■ **Stored rows**:
--- Start ---
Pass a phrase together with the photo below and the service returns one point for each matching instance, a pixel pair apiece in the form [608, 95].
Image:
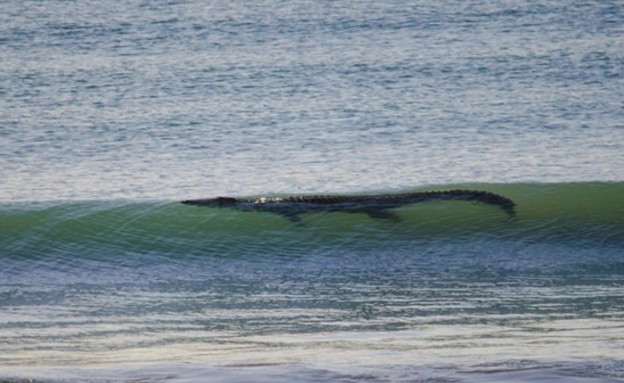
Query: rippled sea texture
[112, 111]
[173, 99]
--- End ---
--- Start ---
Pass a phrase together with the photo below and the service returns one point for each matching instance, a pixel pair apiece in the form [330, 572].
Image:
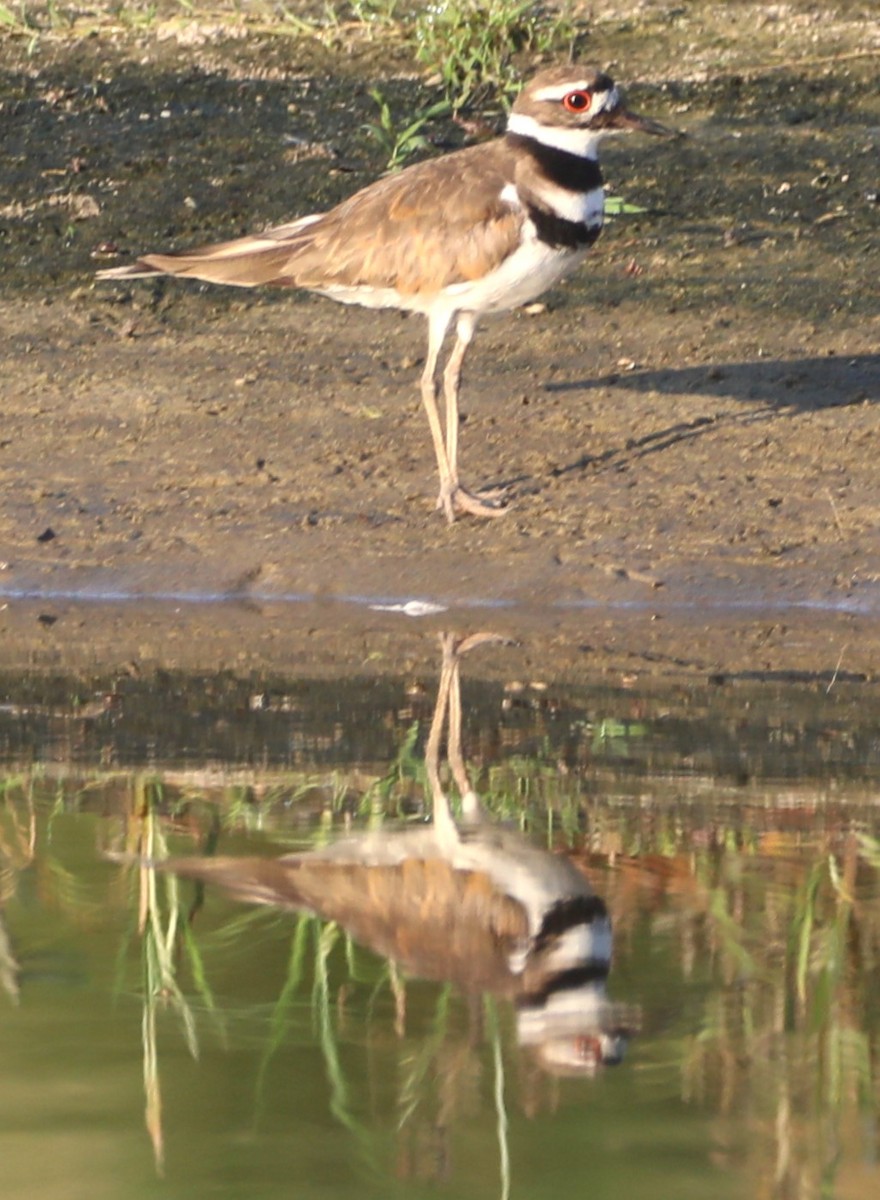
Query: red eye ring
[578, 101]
--- End ---
■ **Task details**:
Count the lines in the listing above that contain the word "pixel", and reply with that number alone.

■ **Answer to the task**:
2